--- START ---

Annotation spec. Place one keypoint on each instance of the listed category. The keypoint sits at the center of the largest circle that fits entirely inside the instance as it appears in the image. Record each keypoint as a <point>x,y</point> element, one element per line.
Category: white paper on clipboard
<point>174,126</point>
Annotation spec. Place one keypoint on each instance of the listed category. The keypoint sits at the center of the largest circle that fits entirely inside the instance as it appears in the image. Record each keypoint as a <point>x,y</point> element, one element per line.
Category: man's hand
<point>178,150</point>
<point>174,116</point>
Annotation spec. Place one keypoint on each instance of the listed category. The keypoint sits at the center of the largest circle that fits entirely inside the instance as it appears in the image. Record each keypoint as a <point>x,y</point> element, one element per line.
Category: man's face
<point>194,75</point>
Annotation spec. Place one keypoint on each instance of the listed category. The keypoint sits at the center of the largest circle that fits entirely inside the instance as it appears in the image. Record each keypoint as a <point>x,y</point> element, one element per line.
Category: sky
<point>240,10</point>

--- END ---
--- START ---

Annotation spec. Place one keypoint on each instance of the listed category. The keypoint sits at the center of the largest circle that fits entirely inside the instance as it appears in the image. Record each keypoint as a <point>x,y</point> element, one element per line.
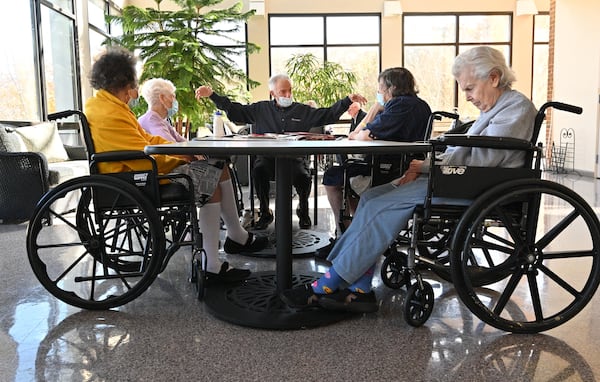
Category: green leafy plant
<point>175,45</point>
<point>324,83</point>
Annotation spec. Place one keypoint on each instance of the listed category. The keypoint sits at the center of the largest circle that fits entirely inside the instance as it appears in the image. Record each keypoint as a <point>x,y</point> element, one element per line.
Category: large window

--- END ---
--- START ---

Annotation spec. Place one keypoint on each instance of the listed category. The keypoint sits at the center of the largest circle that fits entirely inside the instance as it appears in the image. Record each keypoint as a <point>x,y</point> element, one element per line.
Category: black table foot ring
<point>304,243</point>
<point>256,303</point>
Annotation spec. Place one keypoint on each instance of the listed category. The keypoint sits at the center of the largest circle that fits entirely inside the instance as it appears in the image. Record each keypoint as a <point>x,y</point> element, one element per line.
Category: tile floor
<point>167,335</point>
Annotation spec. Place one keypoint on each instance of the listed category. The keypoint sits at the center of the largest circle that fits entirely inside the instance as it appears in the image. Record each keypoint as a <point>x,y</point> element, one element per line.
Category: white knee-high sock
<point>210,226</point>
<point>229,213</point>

--- END ---

Return word for word the lines above from the line with "Category: green leafy plant" to the line with "Category: large window", including both and leaving out all others.

**ANSWER BELOW**
Category: green leafy plant
<point>175,45</point>
<point>324,83</point>
Annotation spec. Place one keypoint on each instance of the listed category. The keypoint sits at the center of the largest circle that fits entirely inside the instance as it appears in the image. Record each keypoint as a <point>x,y</point> element, one element per line.
Category: large window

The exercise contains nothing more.